***** PASSAGE GIVEN *****

Justice Wainwright delivered a dissenting opinion.
Justice Brister did not participate in the decision.
On January 6, 2006, we granted respondent’s motion for rehearing. We now withdraw our opinion issued May 27, 2005, and substitute the following.
In
I. Background
Frank’s Casing Crew & Rental
Tool, Inc. fabricated a drilling platform for ARCO/Vastar.
When the platform collapsed, ARCO sued Frank’s Casing and several others.
Frank’s Casing had a $1 million primary liability policy, and excess coverage
up to $10 million with Excess Underwriters at Lloyd’s,
The primary carrier retained defense counsel for Frank’s Casing. As trial approached, ARCO offered to settle its claims against Frank’s Casing for $9.9 million, an amount within the excess policy limits. Frank’s Casing rejected the offer without passing it on to the excess underwriters. Two weeks before trial, the excess underwriters contacted ARCO directly, without Frank’s Casing’s knowledge, and attempted to settle claims the underwriters were willing to concede were covered. No agreement was reached. ARCO later made an $8.8 million global settlement offer to all of the defendants, about $7.55 million of which was allocated to Frank’s Casing. The excess underwriters offered to pay two-thirds of this amount if Frank’s Casing and its primary carrier would pay the balance, and further agreed to waive all coverage defenses if Frank’s Casing accepted that proposal. Alternatively, the excess underwriters offered to pay $5 million and defer all coverage issues to be resolved in arbitration. Frank’s Casing rejected both proposals, insisting that it was covered under the excess policy and therefore the underwriters were obligated to fund the entire settlement.

***** DATA RECORDS *****

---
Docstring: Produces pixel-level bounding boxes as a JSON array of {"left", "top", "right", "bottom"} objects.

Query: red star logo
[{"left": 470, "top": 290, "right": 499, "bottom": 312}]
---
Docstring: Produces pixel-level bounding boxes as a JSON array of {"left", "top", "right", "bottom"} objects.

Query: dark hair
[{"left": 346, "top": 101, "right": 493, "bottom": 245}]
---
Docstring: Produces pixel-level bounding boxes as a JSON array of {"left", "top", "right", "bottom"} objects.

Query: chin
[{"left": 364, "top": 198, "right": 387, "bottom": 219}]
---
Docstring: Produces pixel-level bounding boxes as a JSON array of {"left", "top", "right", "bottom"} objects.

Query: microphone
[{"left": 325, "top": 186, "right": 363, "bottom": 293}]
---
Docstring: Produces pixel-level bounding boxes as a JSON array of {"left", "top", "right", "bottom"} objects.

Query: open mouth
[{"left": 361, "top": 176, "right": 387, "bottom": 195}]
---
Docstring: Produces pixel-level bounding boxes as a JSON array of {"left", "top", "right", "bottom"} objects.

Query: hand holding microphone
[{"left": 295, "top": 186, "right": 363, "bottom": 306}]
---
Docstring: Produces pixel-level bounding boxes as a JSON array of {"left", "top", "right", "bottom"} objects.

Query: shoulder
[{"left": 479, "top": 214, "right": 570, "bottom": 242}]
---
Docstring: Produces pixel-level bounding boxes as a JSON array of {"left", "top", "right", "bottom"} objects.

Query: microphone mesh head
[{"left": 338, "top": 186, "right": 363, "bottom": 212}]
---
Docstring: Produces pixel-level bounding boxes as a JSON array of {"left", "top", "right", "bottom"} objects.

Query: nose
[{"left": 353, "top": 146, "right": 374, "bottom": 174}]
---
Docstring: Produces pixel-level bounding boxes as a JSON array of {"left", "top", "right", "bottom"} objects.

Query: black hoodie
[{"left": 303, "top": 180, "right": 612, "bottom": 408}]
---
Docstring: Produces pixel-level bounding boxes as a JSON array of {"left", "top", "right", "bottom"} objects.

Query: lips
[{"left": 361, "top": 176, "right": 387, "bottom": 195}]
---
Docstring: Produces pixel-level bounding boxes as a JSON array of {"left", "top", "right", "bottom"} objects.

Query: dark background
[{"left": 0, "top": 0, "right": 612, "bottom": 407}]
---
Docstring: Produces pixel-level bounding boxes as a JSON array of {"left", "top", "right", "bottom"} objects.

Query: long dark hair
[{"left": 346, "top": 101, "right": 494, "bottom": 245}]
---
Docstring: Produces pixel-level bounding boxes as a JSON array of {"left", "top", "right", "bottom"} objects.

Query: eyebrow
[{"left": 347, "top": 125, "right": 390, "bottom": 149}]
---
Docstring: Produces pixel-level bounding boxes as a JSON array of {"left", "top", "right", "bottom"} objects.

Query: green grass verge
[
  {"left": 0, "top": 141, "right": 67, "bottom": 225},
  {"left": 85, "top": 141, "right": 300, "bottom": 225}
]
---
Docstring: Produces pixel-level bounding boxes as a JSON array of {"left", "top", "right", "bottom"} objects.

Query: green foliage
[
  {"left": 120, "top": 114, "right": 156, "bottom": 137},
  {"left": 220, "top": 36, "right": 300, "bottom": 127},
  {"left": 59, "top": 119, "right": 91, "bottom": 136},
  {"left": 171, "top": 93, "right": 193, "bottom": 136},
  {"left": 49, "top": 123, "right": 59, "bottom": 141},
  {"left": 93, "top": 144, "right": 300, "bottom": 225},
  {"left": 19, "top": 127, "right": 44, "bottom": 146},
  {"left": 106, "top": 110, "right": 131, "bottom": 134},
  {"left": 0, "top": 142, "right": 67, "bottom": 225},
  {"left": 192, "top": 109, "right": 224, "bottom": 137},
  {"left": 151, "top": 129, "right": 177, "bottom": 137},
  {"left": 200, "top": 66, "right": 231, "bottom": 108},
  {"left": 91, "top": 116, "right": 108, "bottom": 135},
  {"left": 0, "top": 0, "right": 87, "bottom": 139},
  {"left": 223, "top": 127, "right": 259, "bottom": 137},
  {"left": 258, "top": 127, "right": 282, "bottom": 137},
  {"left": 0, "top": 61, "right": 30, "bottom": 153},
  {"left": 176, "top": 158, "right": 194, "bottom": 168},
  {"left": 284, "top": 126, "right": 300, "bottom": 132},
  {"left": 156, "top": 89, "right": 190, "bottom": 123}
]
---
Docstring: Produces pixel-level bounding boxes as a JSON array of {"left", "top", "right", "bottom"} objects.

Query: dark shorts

*****

REQUESTS
**1.** Which dollar amounts does the court opinion mention? List every one.
**2.** From the court opinion, pull out the passage starting with "On January 6, 2006, we" and going on through "and several others.", word for word.
The rows have nothing to do with the court opinion.

ANSWER LIST
**1.** $1 million, $10 million, $9.9 million, $8.8 million, $7.55 million, $5 million

**2.**
On January 6, 2006, we granted respondent’s motion for rehearing. We now withdraw our opinion issued May 27, 2005, and substitute the following.
In
I. Background
Frank’s Casing Crew & Rental
Tool, Inc. fabricated a drilling platform for ARCO/Vastar.
When the platform collapsed, ARCO sued Frank’s Casing and several others.